** TASK TO COMPLETE **
Render the records as a Markdown table with columns "Row" and "Text", starting at the first line and ending at the line that contains "[146,0,644,214]", with both of those lines included. Give each nonblank line its own numbered row.

** MATERIAL PROVIDED **
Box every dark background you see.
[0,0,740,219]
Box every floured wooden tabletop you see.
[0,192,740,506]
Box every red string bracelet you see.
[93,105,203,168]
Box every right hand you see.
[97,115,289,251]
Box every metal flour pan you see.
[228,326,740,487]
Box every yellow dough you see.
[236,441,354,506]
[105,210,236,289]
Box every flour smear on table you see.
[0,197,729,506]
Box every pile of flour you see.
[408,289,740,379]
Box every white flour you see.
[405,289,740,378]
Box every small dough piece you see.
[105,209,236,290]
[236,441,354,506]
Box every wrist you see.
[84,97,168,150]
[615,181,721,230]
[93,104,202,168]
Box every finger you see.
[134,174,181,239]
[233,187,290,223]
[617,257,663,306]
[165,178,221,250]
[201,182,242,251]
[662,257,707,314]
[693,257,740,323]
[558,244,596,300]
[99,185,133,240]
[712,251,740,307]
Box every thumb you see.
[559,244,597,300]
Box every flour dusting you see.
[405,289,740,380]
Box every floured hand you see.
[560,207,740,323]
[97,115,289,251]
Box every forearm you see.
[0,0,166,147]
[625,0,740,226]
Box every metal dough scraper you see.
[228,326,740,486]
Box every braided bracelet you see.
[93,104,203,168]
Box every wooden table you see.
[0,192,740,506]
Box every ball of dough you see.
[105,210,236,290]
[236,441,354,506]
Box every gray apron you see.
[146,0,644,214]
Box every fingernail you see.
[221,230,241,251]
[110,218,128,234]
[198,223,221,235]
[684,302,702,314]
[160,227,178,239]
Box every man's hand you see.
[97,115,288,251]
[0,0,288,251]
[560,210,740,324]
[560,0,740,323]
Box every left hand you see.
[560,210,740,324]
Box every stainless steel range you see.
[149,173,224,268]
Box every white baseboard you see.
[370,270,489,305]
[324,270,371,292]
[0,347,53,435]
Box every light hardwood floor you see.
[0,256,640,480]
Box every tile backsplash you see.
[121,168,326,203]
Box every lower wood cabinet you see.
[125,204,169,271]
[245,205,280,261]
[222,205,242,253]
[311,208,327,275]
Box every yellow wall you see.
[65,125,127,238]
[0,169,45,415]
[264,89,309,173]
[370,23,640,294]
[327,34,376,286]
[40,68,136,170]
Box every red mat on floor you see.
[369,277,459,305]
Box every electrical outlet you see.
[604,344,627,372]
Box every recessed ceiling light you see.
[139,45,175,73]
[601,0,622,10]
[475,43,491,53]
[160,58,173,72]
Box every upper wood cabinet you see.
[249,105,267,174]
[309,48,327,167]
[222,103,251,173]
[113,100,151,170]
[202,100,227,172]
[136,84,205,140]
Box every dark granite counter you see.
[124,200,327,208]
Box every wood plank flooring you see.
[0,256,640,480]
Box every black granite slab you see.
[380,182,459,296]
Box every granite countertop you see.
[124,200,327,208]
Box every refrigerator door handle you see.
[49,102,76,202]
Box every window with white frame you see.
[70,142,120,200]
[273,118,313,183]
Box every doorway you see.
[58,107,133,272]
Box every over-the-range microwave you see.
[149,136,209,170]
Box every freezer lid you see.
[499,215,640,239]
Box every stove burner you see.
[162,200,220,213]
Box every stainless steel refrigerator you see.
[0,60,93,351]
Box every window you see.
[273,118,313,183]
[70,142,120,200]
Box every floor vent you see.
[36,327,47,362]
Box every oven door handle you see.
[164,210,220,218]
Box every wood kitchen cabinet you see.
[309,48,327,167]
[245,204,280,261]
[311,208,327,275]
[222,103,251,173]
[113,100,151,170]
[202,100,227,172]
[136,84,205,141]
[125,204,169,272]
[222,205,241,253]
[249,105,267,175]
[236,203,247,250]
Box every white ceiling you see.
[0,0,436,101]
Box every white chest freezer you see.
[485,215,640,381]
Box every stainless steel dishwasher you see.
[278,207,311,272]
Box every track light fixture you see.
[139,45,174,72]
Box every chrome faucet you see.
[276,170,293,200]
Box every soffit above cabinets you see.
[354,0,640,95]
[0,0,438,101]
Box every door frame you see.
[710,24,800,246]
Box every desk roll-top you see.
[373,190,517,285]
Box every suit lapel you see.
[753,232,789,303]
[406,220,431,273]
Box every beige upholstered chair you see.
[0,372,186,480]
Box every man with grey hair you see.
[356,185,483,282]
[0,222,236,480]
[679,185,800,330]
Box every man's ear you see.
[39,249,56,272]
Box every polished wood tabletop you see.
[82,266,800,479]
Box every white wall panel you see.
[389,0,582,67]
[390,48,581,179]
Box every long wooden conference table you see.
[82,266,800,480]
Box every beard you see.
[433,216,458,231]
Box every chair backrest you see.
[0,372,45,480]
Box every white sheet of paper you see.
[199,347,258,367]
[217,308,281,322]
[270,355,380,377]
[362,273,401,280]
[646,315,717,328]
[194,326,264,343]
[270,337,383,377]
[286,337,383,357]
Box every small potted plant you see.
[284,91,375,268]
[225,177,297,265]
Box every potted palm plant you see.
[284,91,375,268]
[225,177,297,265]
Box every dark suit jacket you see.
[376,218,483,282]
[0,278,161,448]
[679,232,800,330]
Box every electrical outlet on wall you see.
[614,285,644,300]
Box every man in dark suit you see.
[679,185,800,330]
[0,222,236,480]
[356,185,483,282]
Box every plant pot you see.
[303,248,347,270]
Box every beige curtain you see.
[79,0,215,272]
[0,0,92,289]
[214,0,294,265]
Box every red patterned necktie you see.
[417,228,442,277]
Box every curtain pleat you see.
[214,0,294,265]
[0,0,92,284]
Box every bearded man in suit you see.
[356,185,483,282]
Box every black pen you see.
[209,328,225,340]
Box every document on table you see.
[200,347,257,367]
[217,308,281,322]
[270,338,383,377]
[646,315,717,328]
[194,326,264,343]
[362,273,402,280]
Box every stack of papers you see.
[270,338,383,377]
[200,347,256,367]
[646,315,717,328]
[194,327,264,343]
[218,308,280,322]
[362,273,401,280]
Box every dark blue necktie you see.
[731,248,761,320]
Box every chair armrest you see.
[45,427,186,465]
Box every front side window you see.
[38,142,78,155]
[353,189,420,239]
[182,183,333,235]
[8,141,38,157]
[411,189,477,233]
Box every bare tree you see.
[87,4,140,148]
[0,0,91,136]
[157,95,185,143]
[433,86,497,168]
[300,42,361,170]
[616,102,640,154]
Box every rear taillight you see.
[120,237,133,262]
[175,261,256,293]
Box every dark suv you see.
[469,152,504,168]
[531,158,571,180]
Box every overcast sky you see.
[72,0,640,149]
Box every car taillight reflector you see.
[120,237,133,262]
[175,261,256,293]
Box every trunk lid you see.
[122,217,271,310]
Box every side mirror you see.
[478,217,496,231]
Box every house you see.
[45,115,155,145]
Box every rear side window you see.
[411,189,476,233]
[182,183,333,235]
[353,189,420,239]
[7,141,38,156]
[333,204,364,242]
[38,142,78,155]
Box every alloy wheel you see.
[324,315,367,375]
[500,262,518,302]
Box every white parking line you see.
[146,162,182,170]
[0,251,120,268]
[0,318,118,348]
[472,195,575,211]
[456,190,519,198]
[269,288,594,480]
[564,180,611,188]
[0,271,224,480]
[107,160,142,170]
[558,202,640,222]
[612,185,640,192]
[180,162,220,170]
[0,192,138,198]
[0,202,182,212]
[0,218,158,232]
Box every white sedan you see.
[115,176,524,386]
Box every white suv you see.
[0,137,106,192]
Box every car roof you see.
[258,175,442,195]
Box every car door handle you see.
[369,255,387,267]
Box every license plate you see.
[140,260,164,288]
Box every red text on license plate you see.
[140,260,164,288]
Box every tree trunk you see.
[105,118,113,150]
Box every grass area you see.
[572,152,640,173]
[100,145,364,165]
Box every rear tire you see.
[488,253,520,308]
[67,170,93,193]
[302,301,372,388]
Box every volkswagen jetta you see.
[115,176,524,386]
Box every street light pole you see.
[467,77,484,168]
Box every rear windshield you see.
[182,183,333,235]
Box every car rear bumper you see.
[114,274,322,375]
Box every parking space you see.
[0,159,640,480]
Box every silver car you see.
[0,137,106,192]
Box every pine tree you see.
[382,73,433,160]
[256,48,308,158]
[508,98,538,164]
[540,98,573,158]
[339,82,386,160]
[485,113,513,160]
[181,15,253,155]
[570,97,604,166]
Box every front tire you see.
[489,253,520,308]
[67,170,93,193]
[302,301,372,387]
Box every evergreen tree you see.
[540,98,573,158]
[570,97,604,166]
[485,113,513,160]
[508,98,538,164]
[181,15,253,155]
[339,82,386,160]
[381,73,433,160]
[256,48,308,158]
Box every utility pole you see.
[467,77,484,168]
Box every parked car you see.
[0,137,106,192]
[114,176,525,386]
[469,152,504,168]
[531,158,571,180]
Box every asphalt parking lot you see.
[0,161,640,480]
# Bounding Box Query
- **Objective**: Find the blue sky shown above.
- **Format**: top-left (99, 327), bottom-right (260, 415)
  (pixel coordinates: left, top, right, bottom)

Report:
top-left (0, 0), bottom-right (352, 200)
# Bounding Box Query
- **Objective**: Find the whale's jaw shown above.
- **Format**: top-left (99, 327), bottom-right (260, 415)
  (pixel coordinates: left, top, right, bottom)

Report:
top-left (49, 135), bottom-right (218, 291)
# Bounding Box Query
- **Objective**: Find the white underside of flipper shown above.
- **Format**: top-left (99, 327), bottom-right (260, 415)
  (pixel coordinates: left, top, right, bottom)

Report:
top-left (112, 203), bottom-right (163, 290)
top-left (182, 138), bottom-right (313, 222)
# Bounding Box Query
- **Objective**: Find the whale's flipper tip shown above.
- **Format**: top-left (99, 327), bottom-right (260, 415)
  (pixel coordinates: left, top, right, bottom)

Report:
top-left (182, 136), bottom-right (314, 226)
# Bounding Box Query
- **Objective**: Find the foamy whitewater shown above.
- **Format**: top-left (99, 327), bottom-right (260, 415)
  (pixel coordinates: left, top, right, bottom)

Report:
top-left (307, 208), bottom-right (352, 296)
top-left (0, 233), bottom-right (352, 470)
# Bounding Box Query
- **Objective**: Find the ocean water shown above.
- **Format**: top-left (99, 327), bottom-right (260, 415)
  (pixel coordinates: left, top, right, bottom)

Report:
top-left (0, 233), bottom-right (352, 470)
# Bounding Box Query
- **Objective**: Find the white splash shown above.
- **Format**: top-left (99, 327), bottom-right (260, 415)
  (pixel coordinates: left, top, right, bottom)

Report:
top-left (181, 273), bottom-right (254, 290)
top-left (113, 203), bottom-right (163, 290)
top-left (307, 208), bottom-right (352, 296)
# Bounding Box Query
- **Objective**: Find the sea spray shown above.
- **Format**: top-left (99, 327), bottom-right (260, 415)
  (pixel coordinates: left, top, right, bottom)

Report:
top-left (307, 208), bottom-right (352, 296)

** EXERCISE RESULT **
| Row | Text |
|---|---|
| 1 | Box every dark background you see. |
| 2 | [0,0,740,219] |
| 3 | Box every floured wooden tabletop you see. |
| 4 | [0,192,740,506] |
| 5 | Box every red string bracelet you see. |
| 6 | [93,105,203,168] |
| 7 | Box every right hand you see. |
| 8 | [97,115,289,251] |
| 9 | Box every metal flour pan you see. |
| 10 | [228,326,740,487] |
| 11 | Box every yellow dough you see. |
| 12 | [236,441,354,506] |
| 13 | [105,210,236,289] |
| 14 | Box every flour smear on table you see. |
| 15 | [0,197,729,506] |
| 16 | Box every pile of flour you see. |
| 17 | [408,289,740,379] |
| 18 | Box every white flour you see. |
| 19 | [405,289,740,378] |
| 20 | Box every small dough piece you see. |
| 21 | [105,209,236,290] |
| 22 | [236,441,354,506] |
| 23 | Box every wrist you see. |
| 24 | [84,97,168,150] |
| 25 | [615,181,721,230] |
| 26 | [93,104,202,168] |
| 27 | Box every finger you see. |
| 28 | [134,174,181,239] |
| 29 | [233,187,290,223] |
| 30 | [617,257,663,306] |
| 31 | [165,178,221,250] |
| 32 | [201,182,242,251] |
| 33 | [662,257,707,314] |
| 34 | [693,257,740,323] |
| 35 | [558,244,596,300] |
| 36 | [99,185,133,240] |
| 37 | [712,251,740,307] |
| 38 | Box every thumb you see. |
| 39 | [559,244,597,300] |
| 40 | Box every flour dusting you see. |
| 41 | [405,289,740,380] |
| 42 | Box every floured hand you see. |
| 43 | [560,207,740,323] |
| 44 | [97,115,289,251] |
| 45 | Box every forearm you see. |
| 46 | [0,0,166,147] |
| 47 | [625,0,740,226] |
| 48 | Box every metal dough scraper you see. |
| 49 | [228,326,740,486] |
| 50 | Box every braided bracelet you see. |
| 51 | [93,104,203,168] |
| 52 | Box every wooden table you see. |
| 53 | [0,192,740,506] |
| 54 | Box every ball of dough you see. |
| 55 | [105,210,236,290] |
| 56 | [236,441,354,506] |
| 57 | Box every gray apron you see. |
| 58 | [146,0,644,214] |